----- Extracted material

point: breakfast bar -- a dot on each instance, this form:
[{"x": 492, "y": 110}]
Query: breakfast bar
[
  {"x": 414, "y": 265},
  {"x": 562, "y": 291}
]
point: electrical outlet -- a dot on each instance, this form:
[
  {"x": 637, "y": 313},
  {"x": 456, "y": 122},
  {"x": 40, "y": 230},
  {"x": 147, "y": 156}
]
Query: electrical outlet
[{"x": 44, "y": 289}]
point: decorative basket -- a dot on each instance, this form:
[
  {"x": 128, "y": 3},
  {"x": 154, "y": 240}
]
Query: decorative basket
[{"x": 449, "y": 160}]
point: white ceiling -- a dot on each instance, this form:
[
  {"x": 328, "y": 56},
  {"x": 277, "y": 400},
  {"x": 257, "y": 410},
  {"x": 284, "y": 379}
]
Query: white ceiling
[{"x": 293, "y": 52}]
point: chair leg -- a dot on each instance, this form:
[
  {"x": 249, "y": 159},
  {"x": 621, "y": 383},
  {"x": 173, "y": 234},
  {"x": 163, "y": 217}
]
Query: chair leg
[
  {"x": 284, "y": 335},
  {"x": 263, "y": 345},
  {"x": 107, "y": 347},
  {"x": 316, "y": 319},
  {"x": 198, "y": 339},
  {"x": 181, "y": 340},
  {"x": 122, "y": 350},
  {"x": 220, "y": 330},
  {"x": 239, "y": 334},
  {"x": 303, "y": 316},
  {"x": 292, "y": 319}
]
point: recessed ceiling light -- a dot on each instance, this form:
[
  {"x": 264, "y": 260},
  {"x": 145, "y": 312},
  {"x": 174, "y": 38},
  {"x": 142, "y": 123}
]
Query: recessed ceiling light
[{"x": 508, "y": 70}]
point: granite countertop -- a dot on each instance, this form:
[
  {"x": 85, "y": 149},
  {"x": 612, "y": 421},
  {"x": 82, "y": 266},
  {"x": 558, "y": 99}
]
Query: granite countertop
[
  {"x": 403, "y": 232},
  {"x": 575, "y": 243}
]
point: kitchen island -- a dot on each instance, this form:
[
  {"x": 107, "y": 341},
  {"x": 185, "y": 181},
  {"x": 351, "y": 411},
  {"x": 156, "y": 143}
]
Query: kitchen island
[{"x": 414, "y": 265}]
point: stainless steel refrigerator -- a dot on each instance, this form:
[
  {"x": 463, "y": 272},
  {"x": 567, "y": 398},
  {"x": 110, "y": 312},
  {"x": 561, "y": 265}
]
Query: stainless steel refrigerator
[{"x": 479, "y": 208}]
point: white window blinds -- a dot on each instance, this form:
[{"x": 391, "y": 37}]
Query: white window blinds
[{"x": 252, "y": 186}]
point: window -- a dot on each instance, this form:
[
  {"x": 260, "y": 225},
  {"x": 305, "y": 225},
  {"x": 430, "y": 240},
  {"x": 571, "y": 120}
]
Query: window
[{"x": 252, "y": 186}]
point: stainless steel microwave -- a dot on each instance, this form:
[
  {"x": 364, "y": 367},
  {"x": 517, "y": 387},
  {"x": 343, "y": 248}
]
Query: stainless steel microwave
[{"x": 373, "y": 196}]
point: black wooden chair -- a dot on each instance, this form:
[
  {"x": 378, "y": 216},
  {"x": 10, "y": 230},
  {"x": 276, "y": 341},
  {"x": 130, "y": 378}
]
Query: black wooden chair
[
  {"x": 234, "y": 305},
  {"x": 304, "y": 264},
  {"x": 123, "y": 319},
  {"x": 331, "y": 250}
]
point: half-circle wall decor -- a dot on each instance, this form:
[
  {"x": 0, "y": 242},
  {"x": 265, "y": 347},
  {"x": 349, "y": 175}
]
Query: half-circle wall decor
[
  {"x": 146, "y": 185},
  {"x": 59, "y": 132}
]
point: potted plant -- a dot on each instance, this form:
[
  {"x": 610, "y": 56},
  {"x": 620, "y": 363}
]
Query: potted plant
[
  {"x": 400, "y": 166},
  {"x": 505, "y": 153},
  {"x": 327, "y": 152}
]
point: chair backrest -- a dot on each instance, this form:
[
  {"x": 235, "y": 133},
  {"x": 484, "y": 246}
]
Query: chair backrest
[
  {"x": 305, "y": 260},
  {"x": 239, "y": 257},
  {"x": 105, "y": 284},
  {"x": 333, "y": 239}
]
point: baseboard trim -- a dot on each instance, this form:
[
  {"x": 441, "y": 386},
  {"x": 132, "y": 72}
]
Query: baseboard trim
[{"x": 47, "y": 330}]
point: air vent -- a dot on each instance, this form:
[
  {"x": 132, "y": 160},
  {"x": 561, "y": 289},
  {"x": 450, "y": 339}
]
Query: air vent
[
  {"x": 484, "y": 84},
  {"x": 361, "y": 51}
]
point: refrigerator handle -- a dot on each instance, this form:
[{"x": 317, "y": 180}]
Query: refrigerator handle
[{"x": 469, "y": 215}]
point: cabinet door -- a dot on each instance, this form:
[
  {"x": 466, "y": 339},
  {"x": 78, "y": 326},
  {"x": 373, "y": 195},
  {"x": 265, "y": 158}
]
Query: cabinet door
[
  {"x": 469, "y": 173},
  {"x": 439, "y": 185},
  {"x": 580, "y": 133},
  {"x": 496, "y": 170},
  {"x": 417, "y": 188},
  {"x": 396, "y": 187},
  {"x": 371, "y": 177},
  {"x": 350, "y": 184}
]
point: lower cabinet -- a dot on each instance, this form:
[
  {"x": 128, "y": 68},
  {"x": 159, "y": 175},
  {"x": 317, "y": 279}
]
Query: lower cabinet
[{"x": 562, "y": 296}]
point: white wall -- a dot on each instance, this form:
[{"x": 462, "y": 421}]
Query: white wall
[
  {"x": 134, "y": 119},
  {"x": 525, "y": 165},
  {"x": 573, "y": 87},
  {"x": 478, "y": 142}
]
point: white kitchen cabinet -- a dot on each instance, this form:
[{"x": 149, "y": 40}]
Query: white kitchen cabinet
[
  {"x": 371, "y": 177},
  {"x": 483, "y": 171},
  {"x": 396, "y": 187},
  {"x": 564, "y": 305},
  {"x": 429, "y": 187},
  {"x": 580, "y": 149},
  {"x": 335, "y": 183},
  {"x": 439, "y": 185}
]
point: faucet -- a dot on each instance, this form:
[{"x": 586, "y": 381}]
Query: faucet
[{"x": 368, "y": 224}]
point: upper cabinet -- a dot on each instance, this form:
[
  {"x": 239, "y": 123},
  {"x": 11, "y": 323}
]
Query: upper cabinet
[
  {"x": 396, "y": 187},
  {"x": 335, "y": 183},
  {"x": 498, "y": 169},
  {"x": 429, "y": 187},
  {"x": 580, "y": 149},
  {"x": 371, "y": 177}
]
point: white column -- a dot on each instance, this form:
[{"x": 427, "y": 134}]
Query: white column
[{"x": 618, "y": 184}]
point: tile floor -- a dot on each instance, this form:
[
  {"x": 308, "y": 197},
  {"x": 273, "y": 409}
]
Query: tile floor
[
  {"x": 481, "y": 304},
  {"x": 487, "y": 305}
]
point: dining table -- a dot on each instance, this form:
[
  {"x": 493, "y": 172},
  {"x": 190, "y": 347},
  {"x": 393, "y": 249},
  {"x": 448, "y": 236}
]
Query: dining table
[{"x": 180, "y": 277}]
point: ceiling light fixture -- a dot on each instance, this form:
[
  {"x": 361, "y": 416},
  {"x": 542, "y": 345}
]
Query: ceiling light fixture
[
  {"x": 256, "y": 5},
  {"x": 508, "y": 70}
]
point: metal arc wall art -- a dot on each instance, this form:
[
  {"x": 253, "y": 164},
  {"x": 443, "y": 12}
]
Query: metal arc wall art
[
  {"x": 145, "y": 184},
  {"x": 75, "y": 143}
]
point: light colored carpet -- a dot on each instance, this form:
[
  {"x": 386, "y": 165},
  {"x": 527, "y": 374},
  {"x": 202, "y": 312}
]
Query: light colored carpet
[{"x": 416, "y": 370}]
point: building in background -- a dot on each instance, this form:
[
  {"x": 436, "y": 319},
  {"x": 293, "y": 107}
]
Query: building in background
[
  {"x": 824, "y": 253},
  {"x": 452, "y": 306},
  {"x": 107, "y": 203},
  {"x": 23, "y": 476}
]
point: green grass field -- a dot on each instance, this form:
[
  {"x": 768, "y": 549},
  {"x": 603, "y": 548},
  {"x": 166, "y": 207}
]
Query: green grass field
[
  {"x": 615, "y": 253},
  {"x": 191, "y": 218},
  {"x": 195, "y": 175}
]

----------

Directions | Please quote exactly the lines from the one containing "point: green grass" through the last line of the records above, both included, and nothing else.

Written solution |
point: green grass field -- a dot on each instance, this form:
[
  {"x": 768, "y": 549},
  {"x": 603, "y": 548},
  {"x": 166, "y": 207}
]
Query: green grass field
[
  {"x": 615, "y": 253},
  {"x": 191, "y": 218},
  {"x": 195, "y": 175}
]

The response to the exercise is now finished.